• **Consigne 1**: Dans le texte sur la géopoétique, relevez tous les domaines dont la phrase commençant par « C'est ainsi qu'il peut y avoir » dit qu'ils peuvent avoir une poétique.
• **Consigne 2**: D'après le texte sur la géopoétique, à quoi renvoie le « géo » de ce néologisme ?

Et lors de cette randonnée sans autre intérêt que de marcher en paix et de photographier du banal et de la simplicité, je me suis arrêté plusieurs fois pour laisser l'écossais m'expliquer.

Au premier arrêt, je me suis posé sur un rocher bienvenu. Comme l'orage annoncé était aux abonnés absent, j'ai bu une gorgée d'eau avant de déplier mon papier où j'avais écrit une première approche de Kenneth :
« Le grand champ de la géopoétique. Une théorie ? Oui. N’ayons pas peur de ce mot, qui a été écarté ces derniers temps pour laisser place à un fourmillement de bidules et de bricolages. Sans théorie, on tourne en rond, on entasse des commentaires et des opinions, on s’enferme dans l’imaginaire et le fantasme, on se perd dans le spectaculaire, on se noie dans le détail, on étouffe dans un quotidien de plus en plus opaque. »
Ça commençait fort, mais avant de recharger le sac à dos, j'ai poursuivi :
[...] j’en suis arrivé à l’idée que c’est la Terre même, cette planète étrange et belle, assez rare apparemment dans l’espace galactique, sur laquelle nous essayons tous, mal la plupart du temps, de vivre.
D’où le « géo » dans ce néologisme.
Par « poétique », j'entends une dynamique fondamentale de la pensée. C'est ainsi qu'il peut y avoir à mon sens, non seulement une poétique de la littérature, mais une poétique de la philosophie, une poétique des sciences et, éventuellement, pourquoi pas, une poétique de la politique.
Et une poétique de l'anarchie, c'est possible Kenneth ?
On verra ça plus tard, reprenons :
" [...] Le géopoéticien se situe d’emblée dans l’énorme.
[...] la géopoétique ouvre un espace de culture, de pensée, de vie. En un mot, un monde.

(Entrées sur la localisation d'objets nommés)
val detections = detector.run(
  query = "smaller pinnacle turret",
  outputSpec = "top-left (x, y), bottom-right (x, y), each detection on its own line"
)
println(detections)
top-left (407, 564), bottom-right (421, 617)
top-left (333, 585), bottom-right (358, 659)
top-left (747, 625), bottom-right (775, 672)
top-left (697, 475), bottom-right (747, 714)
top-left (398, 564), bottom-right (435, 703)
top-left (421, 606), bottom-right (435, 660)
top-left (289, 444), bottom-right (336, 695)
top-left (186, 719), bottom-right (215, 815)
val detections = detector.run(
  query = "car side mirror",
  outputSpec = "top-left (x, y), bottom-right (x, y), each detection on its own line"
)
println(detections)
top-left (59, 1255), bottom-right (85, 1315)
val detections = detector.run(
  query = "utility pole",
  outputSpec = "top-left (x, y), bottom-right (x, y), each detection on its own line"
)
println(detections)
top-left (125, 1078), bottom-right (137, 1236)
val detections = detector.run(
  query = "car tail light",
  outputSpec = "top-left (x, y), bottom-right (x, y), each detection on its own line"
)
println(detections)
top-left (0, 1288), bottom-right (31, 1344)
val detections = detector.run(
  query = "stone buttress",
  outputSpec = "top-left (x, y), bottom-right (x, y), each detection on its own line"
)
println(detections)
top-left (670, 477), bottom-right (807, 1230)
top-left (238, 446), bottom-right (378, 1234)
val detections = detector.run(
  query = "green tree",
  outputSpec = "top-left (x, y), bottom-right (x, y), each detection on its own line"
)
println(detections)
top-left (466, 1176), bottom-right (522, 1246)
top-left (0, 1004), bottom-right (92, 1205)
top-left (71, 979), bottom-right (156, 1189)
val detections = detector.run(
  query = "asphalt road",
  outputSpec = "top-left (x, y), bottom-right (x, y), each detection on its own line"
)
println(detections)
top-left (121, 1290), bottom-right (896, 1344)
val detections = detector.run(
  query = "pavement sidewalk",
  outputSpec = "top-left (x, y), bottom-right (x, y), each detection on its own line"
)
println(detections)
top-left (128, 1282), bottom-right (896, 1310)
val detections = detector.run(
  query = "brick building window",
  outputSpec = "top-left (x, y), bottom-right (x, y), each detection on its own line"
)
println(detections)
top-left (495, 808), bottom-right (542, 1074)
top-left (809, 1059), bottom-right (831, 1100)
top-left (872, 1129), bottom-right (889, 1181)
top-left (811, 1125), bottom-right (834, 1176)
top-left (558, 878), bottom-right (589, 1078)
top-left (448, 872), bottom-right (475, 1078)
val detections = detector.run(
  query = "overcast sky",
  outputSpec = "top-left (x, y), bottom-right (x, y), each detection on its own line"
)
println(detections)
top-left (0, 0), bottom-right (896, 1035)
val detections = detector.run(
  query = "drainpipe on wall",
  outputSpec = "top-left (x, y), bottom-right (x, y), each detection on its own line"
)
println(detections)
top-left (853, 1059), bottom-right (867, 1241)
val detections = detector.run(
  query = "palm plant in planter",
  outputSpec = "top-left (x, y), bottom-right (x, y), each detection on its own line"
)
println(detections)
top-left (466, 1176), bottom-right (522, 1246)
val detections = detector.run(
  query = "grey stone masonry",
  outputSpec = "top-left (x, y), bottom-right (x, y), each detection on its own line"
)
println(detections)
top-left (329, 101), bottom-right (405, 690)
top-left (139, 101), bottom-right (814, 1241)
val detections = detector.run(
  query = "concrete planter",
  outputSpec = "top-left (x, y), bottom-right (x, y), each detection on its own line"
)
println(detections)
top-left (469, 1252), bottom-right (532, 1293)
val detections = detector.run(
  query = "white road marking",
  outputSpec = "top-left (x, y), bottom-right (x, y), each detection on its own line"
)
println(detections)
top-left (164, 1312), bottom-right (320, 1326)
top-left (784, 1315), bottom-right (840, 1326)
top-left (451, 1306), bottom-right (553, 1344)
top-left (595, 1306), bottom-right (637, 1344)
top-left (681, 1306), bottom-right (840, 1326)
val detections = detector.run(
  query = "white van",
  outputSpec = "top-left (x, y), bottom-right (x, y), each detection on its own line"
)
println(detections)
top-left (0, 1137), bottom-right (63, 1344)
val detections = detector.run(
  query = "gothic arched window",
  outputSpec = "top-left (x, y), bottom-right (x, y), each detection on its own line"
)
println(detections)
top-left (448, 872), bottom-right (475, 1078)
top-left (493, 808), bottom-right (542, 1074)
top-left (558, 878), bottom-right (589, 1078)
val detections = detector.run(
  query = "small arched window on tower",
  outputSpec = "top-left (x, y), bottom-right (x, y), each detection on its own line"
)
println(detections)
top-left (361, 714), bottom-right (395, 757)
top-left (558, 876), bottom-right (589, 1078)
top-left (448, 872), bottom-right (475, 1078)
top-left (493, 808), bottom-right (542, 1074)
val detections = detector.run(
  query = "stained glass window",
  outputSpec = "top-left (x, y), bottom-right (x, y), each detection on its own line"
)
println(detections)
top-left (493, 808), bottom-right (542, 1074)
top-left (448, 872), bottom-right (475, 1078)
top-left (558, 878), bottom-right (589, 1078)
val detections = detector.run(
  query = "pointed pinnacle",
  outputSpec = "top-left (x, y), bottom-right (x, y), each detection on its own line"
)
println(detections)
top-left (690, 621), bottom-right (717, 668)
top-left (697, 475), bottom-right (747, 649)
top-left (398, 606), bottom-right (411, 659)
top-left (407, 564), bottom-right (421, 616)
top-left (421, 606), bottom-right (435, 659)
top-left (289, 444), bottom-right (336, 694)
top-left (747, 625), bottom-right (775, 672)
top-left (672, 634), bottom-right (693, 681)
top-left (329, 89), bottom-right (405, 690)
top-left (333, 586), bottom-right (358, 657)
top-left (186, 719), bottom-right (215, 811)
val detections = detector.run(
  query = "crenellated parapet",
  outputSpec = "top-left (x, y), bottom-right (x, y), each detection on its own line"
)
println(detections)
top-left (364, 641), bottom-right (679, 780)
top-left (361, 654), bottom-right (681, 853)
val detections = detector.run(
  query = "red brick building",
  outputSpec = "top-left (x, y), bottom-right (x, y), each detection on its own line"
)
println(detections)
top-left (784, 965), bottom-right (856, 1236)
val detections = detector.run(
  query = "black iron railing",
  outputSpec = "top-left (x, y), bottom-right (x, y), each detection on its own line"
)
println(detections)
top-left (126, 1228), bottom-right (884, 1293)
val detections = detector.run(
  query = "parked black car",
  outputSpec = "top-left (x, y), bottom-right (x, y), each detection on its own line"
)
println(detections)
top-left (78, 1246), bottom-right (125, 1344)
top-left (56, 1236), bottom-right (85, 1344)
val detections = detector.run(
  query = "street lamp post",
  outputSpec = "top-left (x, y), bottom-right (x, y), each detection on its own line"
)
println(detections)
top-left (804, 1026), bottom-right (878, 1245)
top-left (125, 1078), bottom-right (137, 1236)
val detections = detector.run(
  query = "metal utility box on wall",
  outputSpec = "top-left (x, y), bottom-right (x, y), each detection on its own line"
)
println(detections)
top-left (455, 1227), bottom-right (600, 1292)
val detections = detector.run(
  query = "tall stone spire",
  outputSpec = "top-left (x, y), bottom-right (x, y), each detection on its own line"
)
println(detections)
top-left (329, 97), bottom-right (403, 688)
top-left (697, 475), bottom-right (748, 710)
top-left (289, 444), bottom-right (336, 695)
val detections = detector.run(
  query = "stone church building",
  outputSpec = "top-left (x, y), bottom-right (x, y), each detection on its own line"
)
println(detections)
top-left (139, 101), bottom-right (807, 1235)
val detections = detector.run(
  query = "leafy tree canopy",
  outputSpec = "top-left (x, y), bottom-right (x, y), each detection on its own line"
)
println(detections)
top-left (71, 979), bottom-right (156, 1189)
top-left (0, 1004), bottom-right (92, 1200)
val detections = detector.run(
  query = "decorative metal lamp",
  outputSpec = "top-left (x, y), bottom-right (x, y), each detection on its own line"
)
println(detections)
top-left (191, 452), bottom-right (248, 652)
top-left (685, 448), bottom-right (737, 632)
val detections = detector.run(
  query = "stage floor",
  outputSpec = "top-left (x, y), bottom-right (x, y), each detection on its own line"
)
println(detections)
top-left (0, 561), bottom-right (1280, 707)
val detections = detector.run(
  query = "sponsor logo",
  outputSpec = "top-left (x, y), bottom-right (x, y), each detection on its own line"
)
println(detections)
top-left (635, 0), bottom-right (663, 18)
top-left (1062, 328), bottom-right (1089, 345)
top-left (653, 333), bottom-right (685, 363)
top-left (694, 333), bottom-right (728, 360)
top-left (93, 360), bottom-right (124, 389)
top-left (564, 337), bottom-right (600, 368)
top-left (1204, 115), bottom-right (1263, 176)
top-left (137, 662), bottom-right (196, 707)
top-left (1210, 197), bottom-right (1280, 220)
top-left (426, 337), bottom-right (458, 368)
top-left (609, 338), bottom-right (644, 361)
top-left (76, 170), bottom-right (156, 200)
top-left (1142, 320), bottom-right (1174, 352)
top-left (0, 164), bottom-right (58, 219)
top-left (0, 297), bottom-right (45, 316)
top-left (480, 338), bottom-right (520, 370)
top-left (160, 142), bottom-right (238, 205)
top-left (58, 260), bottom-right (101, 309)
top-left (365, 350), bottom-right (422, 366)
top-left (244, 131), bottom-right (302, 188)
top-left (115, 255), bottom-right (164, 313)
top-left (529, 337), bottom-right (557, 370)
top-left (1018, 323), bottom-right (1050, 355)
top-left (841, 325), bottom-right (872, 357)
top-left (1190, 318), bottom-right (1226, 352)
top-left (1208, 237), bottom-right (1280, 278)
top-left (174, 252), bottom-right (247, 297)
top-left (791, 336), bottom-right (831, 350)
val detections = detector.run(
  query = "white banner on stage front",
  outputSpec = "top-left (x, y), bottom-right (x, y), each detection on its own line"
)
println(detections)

• **Réponse attendue 1**: La littérature, la philosophie, les sciences et la politique.

• **Réponse attendue 2**: À la Terre même, cette planète étrange et belle sur laquelle nous essayons tous de vivre.